[Dataset entries]
###
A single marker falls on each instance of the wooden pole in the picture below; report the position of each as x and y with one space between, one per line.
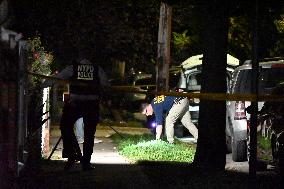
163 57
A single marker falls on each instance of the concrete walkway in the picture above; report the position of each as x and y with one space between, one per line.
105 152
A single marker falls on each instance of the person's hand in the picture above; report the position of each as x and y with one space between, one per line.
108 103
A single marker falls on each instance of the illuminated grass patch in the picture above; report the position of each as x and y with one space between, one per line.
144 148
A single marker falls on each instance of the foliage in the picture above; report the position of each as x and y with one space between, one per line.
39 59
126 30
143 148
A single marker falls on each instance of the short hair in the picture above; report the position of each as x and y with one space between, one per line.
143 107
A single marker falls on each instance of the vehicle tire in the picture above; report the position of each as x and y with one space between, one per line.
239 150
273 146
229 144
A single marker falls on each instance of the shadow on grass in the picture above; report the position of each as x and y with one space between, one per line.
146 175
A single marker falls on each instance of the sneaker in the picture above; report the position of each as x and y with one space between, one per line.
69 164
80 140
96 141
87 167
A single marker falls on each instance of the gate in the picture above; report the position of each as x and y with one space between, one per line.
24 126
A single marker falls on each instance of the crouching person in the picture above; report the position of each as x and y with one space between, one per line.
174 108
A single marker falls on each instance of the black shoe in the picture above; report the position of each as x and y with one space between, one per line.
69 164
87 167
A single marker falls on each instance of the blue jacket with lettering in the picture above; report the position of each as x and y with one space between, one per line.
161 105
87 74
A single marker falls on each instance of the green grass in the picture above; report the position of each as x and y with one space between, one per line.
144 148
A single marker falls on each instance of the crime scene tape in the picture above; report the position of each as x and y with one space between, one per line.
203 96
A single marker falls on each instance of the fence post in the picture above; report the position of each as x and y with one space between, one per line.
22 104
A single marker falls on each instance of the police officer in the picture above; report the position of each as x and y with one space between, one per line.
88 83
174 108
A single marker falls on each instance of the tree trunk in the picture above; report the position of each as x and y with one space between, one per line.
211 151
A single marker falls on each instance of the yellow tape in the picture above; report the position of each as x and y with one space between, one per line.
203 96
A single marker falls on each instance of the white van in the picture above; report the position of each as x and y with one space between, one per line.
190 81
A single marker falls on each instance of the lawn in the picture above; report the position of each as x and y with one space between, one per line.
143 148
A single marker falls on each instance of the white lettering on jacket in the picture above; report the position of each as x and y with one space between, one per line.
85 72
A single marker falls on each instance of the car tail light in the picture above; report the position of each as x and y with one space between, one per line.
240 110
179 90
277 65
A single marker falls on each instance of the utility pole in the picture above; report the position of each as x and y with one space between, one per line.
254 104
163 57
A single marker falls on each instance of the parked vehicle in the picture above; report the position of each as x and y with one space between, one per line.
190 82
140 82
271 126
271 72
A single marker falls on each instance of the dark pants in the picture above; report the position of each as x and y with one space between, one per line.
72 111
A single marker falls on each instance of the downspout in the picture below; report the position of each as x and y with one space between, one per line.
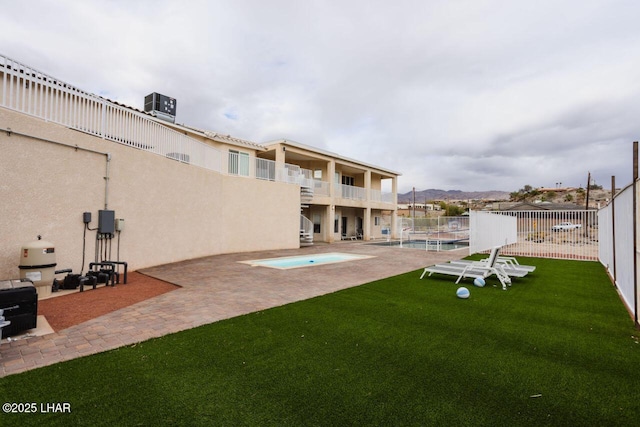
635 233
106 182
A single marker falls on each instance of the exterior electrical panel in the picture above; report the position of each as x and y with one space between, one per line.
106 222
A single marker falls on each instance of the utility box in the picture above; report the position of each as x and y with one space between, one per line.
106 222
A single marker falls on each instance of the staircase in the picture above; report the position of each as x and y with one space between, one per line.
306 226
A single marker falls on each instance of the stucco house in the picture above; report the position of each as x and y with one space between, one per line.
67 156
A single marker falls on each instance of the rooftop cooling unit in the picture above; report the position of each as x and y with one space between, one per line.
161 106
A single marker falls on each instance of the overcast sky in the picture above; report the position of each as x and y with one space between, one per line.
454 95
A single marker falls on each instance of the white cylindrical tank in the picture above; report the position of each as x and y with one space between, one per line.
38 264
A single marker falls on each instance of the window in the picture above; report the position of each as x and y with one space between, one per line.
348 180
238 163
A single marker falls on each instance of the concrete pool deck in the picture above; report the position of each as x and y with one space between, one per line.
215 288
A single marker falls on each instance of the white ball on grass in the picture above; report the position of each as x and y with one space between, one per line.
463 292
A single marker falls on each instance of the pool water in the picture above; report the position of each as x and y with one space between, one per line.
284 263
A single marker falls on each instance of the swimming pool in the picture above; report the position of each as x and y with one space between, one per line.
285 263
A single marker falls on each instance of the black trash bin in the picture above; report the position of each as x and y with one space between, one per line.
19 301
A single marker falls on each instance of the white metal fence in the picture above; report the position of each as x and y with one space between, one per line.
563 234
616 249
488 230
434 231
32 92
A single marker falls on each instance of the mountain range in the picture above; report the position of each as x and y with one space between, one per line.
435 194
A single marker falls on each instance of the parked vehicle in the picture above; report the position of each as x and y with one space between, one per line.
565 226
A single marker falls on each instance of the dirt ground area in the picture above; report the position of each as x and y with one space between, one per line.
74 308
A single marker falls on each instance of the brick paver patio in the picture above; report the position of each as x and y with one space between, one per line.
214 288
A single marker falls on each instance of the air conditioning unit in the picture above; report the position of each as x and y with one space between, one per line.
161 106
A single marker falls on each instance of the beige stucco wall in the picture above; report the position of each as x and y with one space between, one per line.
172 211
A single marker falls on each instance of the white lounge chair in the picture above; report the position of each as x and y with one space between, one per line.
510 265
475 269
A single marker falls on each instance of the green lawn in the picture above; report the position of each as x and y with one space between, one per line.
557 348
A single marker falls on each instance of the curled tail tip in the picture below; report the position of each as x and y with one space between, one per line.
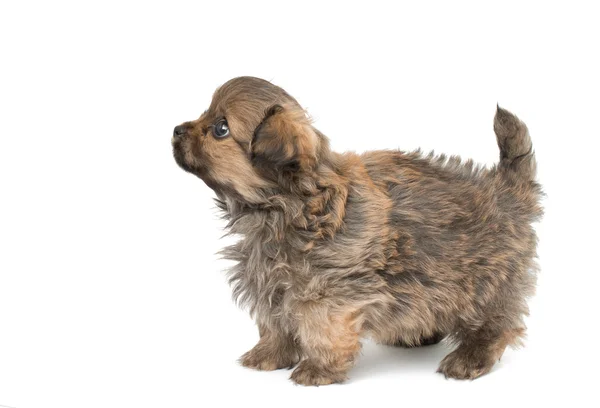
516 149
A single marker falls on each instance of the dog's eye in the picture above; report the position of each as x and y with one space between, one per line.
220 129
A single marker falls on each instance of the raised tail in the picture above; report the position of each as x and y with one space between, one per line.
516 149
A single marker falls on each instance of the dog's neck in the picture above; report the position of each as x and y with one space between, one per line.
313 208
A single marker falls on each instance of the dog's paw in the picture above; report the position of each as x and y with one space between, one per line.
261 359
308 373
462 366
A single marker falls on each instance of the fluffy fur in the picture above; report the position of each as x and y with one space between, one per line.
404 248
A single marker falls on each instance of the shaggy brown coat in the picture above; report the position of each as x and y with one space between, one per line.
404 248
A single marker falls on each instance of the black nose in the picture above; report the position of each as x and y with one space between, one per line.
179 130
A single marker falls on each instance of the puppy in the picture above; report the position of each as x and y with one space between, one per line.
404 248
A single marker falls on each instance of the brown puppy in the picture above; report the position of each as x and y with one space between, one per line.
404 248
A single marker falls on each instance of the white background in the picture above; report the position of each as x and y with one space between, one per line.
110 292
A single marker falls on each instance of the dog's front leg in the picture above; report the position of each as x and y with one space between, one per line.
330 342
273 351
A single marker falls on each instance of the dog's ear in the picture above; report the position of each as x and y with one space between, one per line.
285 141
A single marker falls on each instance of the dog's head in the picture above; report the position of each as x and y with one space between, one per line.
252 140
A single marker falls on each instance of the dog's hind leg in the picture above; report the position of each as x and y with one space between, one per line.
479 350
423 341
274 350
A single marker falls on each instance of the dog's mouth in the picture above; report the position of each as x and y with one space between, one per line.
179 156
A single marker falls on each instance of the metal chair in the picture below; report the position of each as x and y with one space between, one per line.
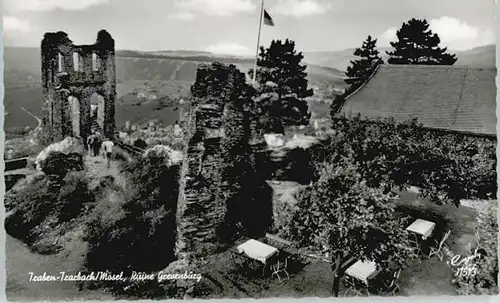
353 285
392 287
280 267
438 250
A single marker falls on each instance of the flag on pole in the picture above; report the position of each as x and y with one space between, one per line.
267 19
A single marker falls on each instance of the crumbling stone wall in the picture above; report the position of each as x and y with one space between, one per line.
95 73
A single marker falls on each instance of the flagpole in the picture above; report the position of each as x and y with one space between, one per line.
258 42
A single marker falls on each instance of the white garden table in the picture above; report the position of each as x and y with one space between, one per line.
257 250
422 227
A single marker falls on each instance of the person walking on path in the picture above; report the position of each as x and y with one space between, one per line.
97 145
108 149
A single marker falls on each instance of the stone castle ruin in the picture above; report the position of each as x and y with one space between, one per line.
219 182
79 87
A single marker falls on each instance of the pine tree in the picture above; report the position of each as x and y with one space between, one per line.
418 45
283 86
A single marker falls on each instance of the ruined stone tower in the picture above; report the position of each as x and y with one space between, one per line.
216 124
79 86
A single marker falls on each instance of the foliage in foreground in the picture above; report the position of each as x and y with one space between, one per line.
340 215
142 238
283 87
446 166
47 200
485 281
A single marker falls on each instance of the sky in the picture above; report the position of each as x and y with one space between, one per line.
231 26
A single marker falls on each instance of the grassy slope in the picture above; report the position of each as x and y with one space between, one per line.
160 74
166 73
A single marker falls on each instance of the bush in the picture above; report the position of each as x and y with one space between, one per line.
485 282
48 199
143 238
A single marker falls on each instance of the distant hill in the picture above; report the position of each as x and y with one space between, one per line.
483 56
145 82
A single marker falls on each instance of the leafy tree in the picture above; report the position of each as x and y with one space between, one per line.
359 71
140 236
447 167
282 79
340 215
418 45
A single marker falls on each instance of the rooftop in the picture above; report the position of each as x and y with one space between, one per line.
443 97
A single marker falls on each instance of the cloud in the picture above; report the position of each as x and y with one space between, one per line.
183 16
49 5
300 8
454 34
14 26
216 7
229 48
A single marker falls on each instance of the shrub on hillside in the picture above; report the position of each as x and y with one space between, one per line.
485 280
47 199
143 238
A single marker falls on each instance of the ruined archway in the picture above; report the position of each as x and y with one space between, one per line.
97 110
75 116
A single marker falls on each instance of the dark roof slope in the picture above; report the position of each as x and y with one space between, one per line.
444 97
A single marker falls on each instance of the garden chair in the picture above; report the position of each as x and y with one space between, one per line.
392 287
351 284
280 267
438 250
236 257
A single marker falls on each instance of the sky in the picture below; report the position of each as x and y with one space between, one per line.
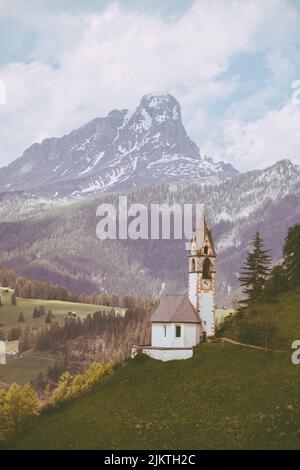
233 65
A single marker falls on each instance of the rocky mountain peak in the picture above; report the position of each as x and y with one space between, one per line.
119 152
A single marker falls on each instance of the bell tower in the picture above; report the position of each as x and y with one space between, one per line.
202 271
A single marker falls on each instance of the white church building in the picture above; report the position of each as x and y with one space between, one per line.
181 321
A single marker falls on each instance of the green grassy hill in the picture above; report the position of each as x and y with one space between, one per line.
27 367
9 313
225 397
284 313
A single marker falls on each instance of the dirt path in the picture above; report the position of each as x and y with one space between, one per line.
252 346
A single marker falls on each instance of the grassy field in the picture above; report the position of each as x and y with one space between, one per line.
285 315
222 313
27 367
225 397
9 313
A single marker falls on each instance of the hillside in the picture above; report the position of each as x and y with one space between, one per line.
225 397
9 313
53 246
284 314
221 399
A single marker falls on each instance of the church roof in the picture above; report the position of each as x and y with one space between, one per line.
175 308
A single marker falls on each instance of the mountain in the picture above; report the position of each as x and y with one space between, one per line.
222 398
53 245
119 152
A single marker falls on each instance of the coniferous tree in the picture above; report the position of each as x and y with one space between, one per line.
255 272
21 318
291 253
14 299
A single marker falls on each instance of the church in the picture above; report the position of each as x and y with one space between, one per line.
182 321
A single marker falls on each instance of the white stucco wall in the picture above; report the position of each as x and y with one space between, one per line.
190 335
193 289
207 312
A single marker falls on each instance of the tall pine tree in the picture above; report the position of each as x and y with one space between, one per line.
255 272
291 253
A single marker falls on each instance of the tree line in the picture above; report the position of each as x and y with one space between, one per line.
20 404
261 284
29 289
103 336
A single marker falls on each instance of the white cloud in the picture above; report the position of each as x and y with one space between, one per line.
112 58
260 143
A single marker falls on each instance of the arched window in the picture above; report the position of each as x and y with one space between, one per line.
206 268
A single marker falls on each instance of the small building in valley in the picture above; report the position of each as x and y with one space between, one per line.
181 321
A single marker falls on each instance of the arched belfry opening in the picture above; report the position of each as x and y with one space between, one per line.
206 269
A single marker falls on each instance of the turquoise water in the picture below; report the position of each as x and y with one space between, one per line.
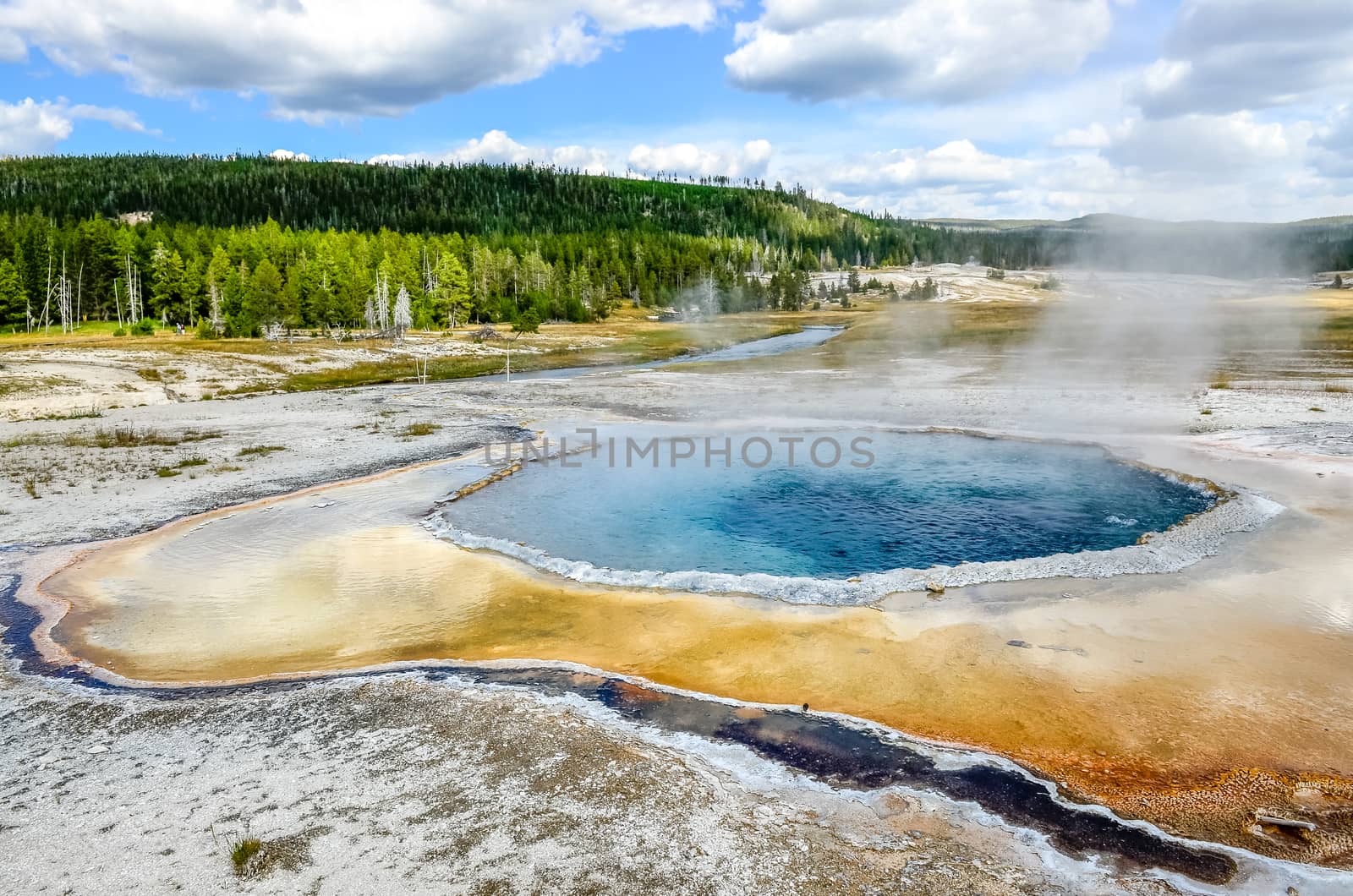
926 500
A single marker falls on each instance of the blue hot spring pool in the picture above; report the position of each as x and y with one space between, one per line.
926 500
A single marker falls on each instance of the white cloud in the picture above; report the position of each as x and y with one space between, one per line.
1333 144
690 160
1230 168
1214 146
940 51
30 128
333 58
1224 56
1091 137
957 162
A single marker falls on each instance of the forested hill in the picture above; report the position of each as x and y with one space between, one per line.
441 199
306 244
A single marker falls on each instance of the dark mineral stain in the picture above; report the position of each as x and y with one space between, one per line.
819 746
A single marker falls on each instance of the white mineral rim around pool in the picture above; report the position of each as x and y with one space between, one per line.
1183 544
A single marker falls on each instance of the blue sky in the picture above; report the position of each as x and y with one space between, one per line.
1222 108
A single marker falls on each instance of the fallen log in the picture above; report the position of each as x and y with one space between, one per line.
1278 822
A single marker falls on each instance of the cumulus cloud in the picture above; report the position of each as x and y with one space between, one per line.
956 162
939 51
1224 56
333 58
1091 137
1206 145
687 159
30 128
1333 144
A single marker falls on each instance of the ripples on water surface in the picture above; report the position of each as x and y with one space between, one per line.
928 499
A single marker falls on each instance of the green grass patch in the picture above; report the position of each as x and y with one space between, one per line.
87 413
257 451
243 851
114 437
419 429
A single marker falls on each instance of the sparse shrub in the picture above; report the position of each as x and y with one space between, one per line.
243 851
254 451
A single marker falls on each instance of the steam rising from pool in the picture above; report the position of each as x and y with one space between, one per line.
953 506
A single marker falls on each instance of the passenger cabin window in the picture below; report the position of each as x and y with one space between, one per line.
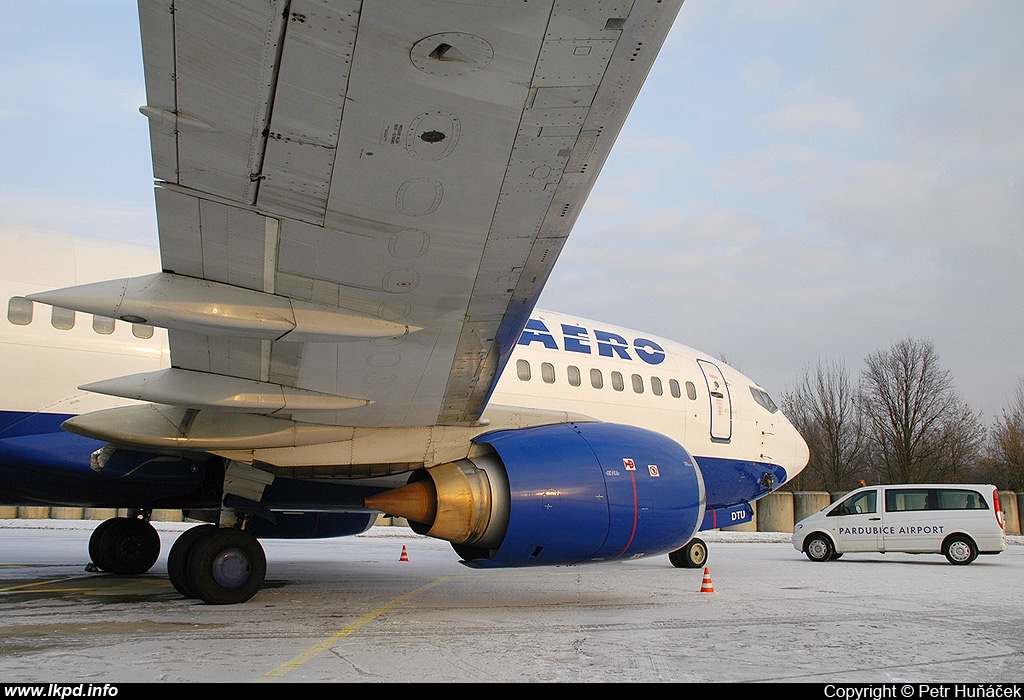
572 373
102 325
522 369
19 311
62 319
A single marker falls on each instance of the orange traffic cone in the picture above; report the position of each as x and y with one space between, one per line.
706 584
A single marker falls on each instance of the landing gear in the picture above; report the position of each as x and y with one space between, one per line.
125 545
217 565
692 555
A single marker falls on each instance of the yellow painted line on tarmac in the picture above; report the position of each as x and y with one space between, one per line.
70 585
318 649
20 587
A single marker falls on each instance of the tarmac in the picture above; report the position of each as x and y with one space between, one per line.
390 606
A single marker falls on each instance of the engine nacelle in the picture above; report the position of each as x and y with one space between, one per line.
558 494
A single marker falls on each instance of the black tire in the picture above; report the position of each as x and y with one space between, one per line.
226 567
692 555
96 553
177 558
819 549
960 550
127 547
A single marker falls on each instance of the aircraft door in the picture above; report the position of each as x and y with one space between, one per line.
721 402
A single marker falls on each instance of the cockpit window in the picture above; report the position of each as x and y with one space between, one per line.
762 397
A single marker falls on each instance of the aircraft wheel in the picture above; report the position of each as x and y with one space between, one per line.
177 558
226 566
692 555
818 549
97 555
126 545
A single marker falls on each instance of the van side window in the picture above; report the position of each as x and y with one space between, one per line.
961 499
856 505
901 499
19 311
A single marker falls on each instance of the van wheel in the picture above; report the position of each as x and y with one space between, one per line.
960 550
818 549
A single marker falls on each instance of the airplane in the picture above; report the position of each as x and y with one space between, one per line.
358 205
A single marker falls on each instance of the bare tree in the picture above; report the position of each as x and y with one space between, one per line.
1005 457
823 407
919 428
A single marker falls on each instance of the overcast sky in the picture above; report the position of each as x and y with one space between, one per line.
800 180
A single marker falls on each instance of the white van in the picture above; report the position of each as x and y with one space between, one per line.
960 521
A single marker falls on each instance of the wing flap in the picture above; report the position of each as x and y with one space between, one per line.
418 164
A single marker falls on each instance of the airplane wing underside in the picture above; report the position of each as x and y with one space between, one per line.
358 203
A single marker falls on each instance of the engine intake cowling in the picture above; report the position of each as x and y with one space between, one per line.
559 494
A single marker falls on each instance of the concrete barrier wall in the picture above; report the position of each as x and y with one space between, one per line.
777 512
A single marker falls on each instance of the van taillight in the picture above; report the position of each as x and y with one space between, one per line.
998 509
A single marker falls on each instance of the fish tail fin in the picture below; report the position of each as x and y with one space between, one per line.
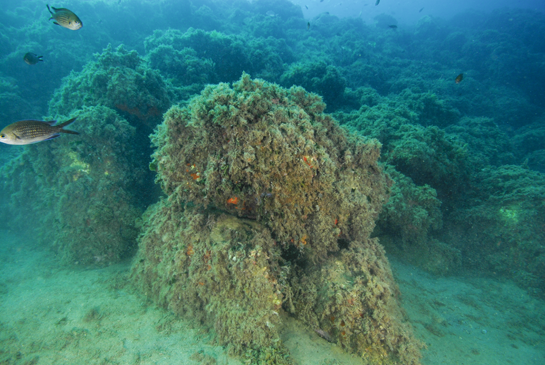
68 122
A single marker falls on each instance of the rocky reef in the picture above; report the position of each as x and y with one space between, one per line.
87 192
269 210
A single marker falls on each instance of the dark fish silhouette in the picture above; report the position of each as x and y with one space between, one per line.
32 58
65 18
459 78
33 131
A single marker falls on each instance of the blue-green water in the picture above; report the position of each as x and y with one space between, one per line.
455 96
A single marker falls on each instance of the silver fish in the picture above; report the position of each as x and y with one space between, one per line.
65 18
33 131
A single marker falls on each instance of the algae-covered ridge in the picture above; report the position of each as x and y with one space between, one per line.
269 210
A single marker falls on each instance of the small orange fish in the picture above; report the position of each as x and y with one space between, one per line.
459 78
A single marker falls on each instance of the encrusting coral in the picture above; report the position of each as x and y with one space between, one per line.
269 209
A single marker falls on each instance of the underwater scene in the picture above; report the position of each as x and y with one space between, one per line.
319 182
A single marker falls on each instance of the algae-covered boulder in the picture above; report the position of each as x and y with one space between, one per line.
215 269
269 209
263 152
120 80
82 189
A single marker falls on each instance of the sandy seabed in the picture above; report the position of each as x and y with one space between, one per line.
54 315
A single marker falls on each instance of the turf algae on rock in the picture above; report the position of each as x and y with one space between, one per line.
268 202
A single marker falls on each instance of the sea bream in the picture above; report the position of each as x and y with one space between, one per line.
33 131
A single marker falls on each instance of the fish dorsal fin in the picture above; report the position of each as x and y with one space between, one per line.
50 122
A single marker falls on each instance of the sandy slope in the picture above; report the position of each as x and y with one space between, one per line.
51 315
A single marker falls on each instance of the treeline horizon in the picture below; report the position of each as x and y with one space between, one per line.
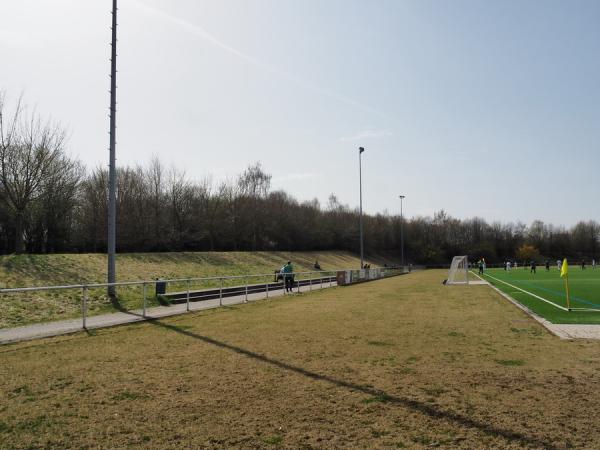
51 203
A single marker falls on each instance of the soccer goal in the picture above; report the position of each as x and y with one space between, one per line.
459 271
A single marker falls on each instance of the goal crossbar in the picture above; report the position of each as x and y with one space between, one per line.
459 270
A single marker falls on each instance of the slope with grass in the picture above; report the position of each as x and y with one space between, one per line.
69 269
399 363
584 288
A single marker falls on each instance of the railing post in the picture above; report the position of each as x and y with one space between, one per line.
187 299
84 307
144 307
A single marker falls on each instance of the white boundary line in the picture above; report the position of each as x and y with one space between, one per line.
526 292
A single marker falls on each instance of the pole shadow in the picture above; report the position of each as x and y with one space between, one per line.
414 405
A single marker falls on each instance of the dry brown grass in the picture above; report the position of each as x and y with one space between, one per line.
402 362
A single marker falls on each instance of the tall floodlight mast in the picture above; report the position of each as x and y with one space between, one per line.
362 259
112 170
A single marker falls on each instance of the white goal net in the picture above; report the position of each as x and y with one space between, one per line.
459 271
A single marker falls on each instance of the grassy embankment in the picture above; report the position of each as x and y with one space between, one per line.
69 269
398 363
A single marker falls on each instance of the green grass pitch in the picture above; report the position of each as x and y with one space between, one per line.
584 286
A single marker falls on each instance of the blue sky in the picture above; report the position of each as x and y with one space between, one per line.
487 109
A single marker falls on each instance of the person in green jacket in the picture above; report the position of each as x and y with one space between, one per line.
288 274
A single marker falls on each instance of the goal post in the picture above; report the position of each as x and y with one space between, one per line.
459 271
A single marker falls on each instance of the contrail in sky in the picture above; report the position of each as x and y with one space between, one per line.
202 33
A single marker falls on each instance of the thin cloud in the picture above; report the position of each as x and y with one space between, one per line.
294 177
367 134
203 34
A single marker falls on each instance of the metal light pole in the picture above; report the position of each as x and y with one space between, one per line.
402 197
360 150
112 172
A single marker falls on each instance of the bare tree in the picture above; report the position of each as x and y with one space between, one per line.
###
◆ Problem to work on
Print exactly the lines between the line with "A single marker falls on each instance of the grassy embankment" and the final line of the records above, both included.

◆ Exercise answer
A single marker falls on each instance of the grassy embankment in the picture above; report the position of each as x and y with one space between, one per line.
69 269
398 363
A single marker falls on each instance of the green grass pitch in the picture above; report the position of each as x and y with one space between, one per line.
584 286
A single marker falls on each instance of the blue sky in the picture above; report the position of each as x and y with one space between, one per line.
487 109
A single marker falls on each instance of the person in green jacket in the picture above; report the position of each as x and y with one space between, one per line.
288 274
A single marker falls on each instance of the goal post in the picture above; report the position of each as x and y with one space between, one per line.
459 271
A single marker falls on each instance of the contrail in sky in the picture above; report the position of each as x and y with one space between, one per line.
202 33
A single marker falls on each instance of the thin cloud in the picture above; report the position of each as x and y with one space between, one per line.
294 177
367 134
203 34
A single marker falls on each instance of the metal light pole in the picture above; report the position of each as x and y with one space between, one per line.
402 197
360 150
112 172
A single marker falls on each instance of the bare tree in the picture above; report the position of each as x and y with one space between, one per line.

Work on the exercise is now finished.